**Information supplied:**
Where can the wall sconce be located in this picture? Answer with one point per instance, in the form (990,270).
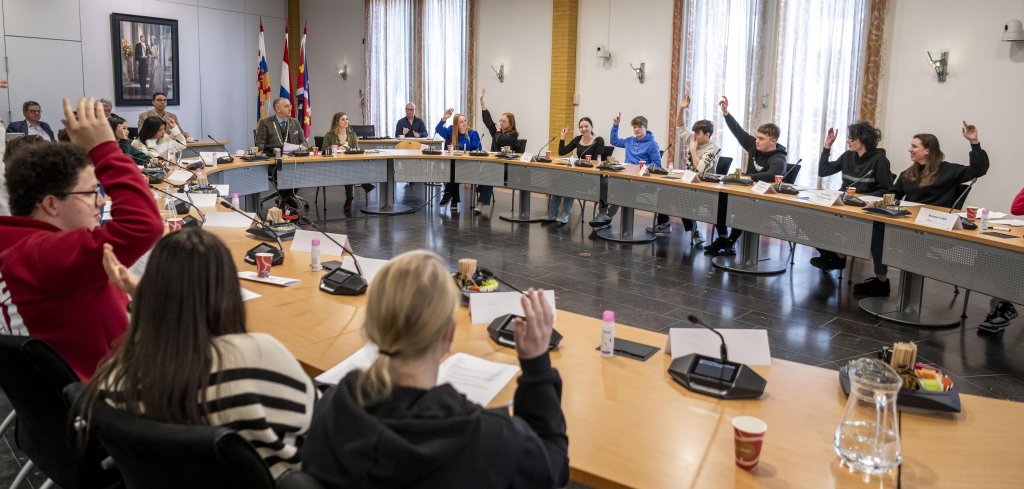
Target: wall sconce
(940,61)
(639,72)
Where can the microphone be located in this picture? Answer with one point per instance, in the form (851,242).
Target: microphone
(279,253)
(188,221)
(225,159)
(724,351)
(541,159)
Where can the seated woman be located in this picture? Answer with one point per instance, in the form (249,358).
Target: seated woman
(159,138)
(502,134)
(120,127)
(187,319)
(458,136)
(342,135)
(929,180)
(586,143)
(391,426)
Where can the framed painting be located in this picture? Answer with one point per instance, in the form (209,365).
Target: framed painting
(145,58)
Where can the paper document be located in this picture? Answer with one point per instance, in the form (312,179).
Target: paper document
(476,379)
(200,199)
(484,307)
(303,238)
(360,360)
(745,346)
(228,219)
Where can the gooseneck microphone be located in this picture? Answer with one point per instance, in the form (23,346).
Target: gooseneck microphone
(723,351)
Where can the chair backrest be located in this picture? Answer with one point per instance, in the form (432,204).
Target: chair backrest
(154,454)
(520,145)
(33,376)
(364,131)
(791,176)
(409,145)
(722,167)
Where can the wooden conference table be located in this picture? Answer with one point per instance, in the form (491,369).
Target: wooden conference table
(631,426)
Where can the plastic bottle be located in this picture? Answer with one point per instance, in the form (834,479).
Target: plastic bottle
(607,334)
(314,264)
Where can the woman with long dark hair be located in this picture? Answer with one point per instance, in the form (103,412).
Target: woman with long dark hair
(187,359)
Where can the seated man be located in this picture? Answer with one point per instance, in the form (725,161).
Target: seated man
(411,126)
(641,146)
(160,110)
(32,123)
(767,160)
(52,283)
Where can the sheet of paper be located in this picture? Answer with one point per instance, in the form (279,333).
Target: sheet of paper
(745,346)
(228,219)
(475,378)
(360,360)
(303,239)
(200,199)
(283,281)
(484,307)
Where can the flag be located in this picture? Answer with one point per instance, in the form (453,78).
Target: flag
(286,76)
(262,76)
(302,93)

**Exercise description:** Extract, verbatim, the lines from the one containing "Where can the microphone" through the last line of the listing above.

**Task solution:**
Where can the microphone be located in this picture? Answer with one point per instance, in the form (851,242).
Target: microphone
(279,253)
(188,221)
(225,159)
(724,351)
(541,159)
Where can the seated woman be located in this picture? Answer with one point per instance, in the form (249,358).
Target: seated woman
(159,138)
(502,134)
(120,127)
(187,319)
(458,136)
(342,135)
(929,180)
(586,143)
(391,426)
Where can the framed painting be located in this picture? Answer with one point per instance, in the form (209,365).
Target: framed painting
(145,58)
Where can the paper document be located in this picture? Answer with one point per instance, in the form (312,179).
Target: paper document
(476,379)
(200,199)
(484,307)
(303,238)
(360,360)
(745,346)
(228,219)
Where can the gooseneck microphone be located in this picture? Answer with one point per instance, in the form (23,346).
Target: gooseneck microphone
(723,351)
Where can the chair backrest be located in this picture? Answer with one point per instance, in the form (432,204).
Target: chair backrest
(154,454)
(520,145)
(33,376)
(364,131)
(791,176)
(409,145)
(722,167)
Where can the wooden conference table be located in this picture? Answer with one point per instance, in the form (491,369).
Target: wooden conference table
(631,426)
Where can the plastic bottle be located in this picture? Answer with one point per instance, in the form (834,479).
Target: plastic bottle
(607,334)
(314,264)
Where can the woman with long dark hair be located in this picture? Answer with one point per instance, in the form (103,412).
Target: woman with long dark hair
(187,359)
Where can the seated man be located in this picture? Answer with one point per instance, in the form (725,161).
Target: seated man
(411,126)
(641,146)
(160,110)
(32,123)
(767,160)
(52,283)
Where can the sheet of paper be located in this picture? Answer with one point per instance, in the form (279,333).
Target: sheet of paper
(745,346)
(228,219)
(475,378)
(360,360)
(303,239)
(200,199)
(283,281)
(484,307)
Where can the flag be located in this picture? Answer with one point per instance, in the form (453,78).
Target: flag
(286,76)
(262,76)
(302,93)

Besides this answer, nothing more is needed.